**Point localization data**
+===+

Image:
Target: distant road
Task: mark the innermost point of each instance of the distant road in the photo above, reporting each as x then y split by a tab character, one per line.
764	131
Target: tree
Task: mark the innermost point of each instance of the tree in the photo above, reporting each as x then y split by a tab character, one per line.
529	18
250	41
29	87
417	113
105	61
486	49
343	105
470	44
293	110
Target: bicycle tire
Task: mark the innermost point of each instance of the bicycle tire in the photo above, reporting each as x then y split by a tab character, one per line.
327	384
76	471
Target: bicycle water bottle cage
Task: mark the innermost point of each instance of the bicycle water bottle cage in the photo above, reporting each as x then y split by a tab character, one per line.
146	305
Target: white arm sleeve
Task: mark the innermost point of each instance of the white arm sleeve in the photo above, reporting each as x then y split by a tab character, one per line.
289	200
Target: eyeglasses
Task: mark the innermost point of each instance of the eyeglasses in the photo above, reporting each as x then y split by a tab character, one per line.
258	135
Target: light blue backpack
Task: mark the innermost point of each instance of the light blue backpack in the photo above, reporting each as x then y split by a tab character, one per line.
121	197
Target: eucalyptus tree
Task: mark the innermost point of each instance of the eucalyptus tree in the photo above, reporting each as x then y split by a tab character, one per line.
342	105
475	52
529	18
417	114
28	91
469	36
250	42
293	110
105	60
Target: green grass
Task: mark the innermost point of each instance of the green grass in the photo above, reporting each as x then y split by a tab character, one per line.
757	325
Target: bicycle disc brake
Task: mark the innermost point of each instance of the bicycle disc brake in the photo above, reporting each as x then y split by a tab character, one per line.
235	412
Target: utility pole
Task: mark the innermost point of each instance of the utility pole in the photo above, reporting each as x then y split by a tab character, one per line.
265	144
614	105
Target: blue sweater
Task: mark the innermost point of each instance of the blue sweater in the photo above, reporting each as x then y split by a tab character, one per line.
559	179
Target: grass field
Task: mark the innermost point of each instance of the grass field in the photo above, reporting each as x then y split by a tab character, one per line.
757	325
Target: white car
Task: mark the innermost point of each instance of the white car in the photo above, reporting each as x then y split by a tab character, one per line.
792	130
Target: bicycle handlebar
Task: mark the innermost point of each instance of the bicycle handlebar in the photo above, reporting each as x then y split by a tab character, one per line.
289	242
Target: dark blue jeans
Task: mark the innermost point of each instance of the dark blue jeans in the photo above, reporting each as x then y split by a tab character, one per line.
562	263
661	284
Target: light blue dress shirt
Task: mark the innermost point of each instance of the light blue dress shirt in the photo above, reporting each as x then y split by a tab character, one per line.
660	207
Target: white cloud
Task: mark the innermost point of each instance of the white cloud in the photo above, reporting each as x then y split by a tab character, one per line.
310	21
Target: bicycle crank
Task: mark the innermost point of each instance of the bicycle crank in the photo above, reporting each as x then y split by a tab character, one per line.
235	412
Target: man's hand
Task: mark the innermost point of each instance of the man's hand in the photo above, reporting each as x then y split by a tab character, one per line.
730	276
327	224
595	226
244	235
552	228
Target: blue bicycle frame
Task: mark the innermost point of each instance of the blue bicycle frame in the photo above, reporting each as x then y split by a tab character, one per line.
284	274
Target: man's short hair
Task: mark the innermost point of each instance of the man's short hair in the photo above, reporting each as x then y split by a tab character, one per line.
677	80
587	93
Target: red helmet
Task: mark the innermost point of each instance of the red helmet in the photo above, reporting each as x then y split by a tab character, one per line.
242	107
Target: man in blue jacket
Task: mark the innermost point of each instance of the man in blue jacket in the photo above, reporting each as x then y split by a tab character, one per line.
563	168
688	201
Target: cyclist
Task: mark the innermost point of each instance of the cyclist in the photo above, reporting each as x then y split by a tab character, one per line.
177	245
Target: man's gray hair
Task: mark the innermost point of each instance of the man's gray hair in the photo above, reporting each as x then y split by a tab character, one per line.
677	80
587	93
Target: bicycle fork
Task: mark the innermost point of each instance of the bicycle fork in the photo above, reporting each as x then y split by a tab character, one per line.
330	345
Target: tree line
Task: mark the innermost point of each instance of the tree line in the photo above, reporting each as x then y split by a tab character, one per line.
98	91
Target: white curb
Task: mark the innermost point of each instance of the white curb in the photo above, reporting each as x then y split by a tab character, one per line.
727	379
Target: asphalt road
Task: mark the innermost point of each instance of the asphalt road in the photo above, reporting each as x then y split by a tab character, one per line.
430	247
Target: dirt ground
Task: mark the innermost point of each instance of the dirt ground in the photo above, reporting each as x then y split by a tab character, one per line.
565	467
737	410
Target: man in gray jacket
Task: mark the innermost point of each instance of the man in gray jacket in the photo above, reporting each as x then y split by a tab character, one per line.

+===+

Looking at the data above, write out exactly the lines that start at the one containing "the bicycle handlebar" and end at the one containing "Target: dark blue jeans"; include both and nothing beyond.

Task: mark the innermost point of each instance of the bicycle handlebar in the photo above, reporting each as x then y split by a tab character, one per line.
289	242
Target: dark blue jeans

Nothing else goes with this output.